Braucht es denn künftig noch Kernkraftwerke, um die Versorgungssicherheit sicherzustellen?
Annalisa Manera: Die starken wetterbedingten Schwankungen von Sonne und Wind lassen sich ohne die Kernkraft und bezahlbare Speicherkapazitäten nicht vollständig ausgleichen. Ich werde vor allem bei Szenarien stutzig, in denen 100 Prozent der Energie aus volatilen Quellen wie Windkraft und Solar kommt und die Abhängigkeit vom Ausland sehr hoch ist. Mit der Kernenergie kann man die Grundlast zuverlässig decken und die Abhängigkeit vom Ausland reduzieren. Wieso sollen wir auf eine Stromquelle verzichten, die gut funktioniert?
Massimo Filippini, Sie scheinen dem nicht zuzustimmen?
Massimo Filippini: Mit den erneuerbaren Energien und der Digitalisierung der Stromversorgung verliert der Begriff Grundlast an Bedeutung. Ausserdem sind die Produktionskosten von neuen Kernkraftwerken zu hoch und die Bauzeiten zu lang. In einem deregulierten Elektrizitätsmarkt ist kein privater Akteur bereit, in Kernkraftwerke zu investieren oder einen Reaktorunfall zu versichern. Der Staat müsste die Finanzierung und das Risiko tragen. Natürlich kann man sagen, dass die Wahrscheinlichkeit eines Reaktorunfalls oder eines terroristischen Anschlags sehr gering ist. Aber angesichts der Bevölkerungsdichte in der Schweiz führen auch geringe Wahrscheinlichkeiten zu einem hohen Risiko. Zuletzt: Niemand will ein neues AKW oder ein Endlager in seiner Nähe haben.
Annalisa Manera: Aber das trifft auf grosse Solaranlagen, wie sie zum Beispiel in Gondo geplant sind, auch zu. Wenn wir Leibstadt ersetzen wollen, brauchen wir 400 dieser Anlagen, von denen jede etwa 14 Fussballfelder gross ist.
Warum braucht der Bau von AKW so viel Zeit?

▸ Quellenauszug
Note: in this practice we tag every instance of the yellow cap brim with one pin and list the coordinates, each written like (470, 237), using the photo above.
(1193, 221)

▸ Aufgabe
Setze das Interview über Kernkraftwerke nach seinem letzten Satz fort.

▸ Ausgabe
Annalisa Manera: Die laufenden Bauprojekte in Europa dauern so lange, weil man vorher 20 Jahre keine neuen AKW mehr gebaut hat. Ganz anders verhält es sich bei Anbietern von Kernkraftwerken aus anderen Ländern wie Südkorea, die ein Projekt in nur wenigen Jahren von Anfang bis Ende abwickeln, wie das jüngste Beispiel in den Vereinigten Arabischen Emiraten zeigt.
Massimo Filippini: Aber wir sind hier in der Schweiz. Wir brauchen bereits für eine Windturbine auf dem Gotthardpass 20 Jahre.
Tobias Schmidt: Man müsste zudem die Bevölkerung überzeugen, dem Bau neuer AKW zuzustimmen. Aktuell halte ich das für aussichtslos.
Wie schaffen wir es, all diese Herausforderungen zu bewältigen?
Annalisa Manera: Wichtig ist jetzt, den richtigen Kurs für die nächsten 20 Jahre festzulegen, und zwar mit den technologischen Lösungen, die uns heute zur Verfügung stehen.
Massimo Filippini: Wir brauchen mehr Mut, um effizientere energie- und klimapolitische Massnahmen einzuführen. Die Schweiz muss wieder zur Vorreiterin werden. Dabei brauchen wir sowohl Anreize als auch neue Regeln und Verbote. Denn Konsument:innen und auch Firmen handeln nur bedingt rational.
Tobias Schmidt: Wir können aus der Geschichte lernen: Aufgrund einer Kohlemangellage hat man in der Schweiz sehr früh auf die Wasserkraft gesetzt und die Eisenbahn elektrifiziert. Von diesen visionären Entscheidungen und von diesem Mut profitieren wir heute noch. Wir müssen ausserdem stärker als Europäer denken, denn wir sind als Land zu klein, um energiepolitisch autark zu sein.